[Task instructions]
(1) In the StreetEasy rental notebook, how many bins does the rent histogram use?
(2) Continue the StreetEasy rental notebook from the line where it stops.

[Text excerpt]
[BEGIN]

# Exploratory Data Analysis (EDA)
## StreetEasy Rental Dataset

This notebook performs Exploratory Data Analysis (EDA) on the `streeteasy.csv` dataset.
It is designed for data analytics, OLAP, and data warehousing education.

In [None]:

import pandas as pd
import matplotlib.pyplot as plt


## Load the Dataset

In [None]:

df = pd.read_csv("streeteasy.csv")
df.head()


## Dataset Structure and Summary

In [None]:

df.info()
df.describe()


## Missing Values Analysis

In [None]:

df.isnull().sum().sort_values(ascending=False)


In [None]:

df.isnull().sum().plot(kind="bar")
plt.title("Missing Values per Column")
plt.ylabel("Count")
plt.show()


## Rent Distribution

In [None]:

plt.hist(df["rent"], bins=30)
plt.xlabel("Monthly Rent ($)")
plt.ylabel("Frequency")
plt.title("Rent Distribution")
plt.show()


## Rent by Borough (Roll-up Analysis)

In [None]:

df.boxplot(column="rent", by="borough")
plt.xlabel("Borough")
plt.ylabel("Rent")
plt.title("Rent Distribution by Borough")
plt.suptitle("")
plt.show()


## Top 10 Neighborhoods by Average Rent

In [None]:

avg_rent_neighborhood = (
    df.groupby("neighborhood")["rent"]
      .mean()
      .sort_values(ascending=False)
      .head(10)
)

avg_rent_neighborhood.plot(kind="bar")
plt.title("Top 10 Neighborhoods by Average Rent")
plt.ylabel("Average Rent")
plt.show()


## Rent vs Apartment Size

In [None]:

plt.scatter(df["size_sqft"], df["rent"], alpha=0.4)

[END]

[Dataset excerpts]
[BEGIN]

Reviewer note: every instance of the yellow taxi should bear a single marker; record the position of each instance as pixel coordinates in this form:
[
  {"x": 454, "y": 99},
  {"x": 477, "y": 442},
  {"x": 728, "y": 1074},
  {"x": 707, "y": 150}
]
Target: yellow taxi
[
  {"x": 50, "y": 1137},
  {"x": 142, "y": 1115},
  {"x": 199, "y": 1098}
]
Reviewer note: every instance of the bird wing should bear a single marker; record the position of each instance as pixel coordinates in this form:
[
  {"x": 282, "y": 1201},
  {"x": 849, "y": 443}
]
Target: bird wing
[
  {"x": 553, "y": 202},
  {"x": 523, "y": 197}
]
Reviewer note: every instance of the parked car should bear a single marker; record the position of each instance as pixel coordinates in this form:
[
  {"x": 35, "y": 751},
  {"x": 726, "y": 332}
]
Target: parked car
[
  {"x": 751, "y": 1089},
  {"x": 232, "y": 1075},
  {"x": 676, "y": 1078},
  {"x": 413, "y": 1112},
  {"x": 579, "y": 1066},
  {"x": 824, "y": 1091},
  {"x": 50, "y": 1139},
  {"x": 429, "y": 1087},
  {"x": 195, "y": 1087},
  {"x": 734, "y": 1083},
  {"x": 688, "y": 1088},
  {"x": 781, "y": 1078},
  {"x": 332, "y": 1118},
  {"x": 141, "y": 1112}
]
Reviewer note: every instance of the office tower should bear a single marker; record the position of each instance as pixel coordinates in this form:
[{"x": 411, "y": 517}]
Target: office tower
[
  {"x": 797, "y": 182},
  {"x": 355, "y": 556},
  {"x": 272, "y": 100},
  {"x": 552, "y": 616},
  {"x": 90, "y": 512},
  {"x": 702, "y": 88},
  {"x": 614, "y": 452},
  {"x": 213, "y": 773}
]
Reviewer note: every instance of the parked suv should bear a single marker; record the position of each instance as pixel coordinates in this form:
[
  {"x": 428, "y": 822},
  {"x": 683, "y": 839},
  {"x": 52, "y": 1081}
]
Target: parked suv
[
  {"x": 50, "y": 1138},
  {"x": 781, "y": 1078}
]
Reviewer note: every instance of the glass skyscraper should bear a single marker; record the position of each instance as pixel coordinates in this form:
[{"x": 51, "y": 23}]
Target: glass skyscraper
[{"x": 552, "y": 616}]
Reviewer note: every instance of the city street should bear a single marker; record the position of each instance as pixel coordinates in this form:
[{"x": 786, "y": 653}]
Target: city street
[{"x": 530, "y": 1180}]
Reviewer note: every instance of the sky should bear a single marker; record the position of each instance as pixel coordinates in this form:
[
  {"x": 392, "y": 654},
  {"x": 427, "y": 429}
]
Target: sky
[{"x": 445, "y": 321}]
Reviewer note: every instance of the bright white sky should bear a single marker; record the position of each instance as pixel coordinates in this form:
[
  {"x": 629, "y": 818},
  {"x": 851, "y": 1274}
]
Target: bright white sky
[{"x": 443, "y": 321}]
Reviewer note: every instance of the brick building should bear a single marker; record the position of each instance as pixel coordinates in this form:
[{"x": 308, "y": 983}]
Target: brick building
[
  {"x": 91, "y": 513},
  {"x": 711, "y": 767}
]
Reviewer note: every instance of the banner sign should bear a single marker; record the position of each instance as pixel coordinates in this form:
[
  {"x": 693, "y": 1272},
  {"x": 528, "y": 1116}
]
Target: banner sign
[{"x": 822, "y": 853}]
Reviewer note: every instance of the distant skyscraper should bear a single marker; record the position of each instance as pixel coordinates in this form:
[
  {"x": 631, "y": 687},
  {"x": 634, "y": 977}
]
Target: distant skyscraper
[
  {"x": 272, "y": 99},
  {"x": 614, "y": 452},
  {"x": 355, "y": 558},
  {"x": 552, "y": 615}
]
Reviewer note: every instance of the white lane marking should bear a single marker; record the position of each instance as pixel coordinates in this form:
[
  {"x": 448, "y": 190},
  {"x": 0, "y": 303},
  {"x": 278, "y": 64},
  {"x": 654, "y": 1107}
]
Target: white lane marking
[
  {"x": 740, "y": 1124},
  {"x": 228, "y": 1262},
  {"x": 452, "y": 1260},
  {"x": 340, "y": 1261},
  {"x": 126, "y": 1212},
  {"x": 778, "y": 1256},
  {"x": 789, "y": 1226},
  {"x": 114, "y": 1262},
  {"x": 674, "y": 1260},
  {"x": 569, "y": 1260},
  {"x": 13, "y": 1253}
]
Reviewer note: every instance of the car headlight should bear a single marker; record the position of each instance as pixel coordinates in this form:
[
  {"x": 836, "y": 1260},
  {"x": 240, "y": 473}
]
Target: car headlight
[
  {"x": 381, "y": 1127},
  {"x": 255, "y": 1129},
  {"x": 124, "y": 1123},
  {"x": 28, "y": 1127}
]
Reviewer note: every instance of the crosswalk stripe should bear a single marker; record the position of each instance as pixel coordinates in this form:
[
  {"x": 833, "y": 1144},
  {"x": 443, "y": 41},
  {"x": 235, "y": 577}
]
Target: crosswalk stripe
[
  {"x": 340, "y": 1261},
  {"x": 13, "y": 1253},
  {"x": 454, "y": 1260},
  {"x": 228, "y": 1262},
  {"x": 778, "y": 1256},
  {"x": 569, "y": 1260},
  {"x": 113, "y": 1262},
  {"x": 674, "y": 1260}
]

[END]

[Results for each task]
(1) 30

(2)
plt.xlabel("Size (sqft)")
plt.ylabel("Rent")
plt.title("Rent vs Apartment Size")
plt.show()


## Rent vs Distance to Subway

In [None]:

plt.scatter(df["min_to_subway"], df["rent"], alpha=0.4)
plt.xlabel("Minutes to Subway")
plt.ylabel("Rent")
plt.title("Rent vs Distance to Subway")
plt.show()


## Impact of Amenities on Rent (Example: Doorman)

In [None]:

df.groupby("has_doorman")["rent"].mean().plot(kind="bar")
plt.xticks([0,1], ["No Doorman", "Doorman"], rotation=0)
plt.ylabel("Average Rent")
plt.title("Impact of Doorman on Rent")
plt.show()


## Bedrooms vs Rent

In [None]:

df.groupby("bedrooms")["rent"].mean().plot(kind="bar")
plt.xlabel("Bedrooms")
plt.ylabel("Average Rent")
plt.title("Average Rent by Number of Bedrooms")
plt.show()


## Derived Metric: Rent per Square Foot

In [None]:

df["rent_per_sqft"] = df["rent"] / df["size_sqft"]

plt.hist(df["rent_per_sqft"], bins=30)
plt.xlabel("Rent per Sqft")
plt.title("Rent per Square Foot Distribution")
plt.show()


## Correlation Analysis

In [None]:

numeric_cols = [
    "rent", "bedrooms", "bathrooms", "size_sqft",
    "min_to_subway", "floor", "building_age_yrs"
]

corr = df[numeric_cols].corr()
corr


In [None]:

plt.imshow(corr)
plt.colorbar()
plt.xticks(range(len(corr)), corr.columns, rotation=45)
plt.yticks(range(len(corr)), corr.columns)
plt.title("Correlation Matrix")
plt.show()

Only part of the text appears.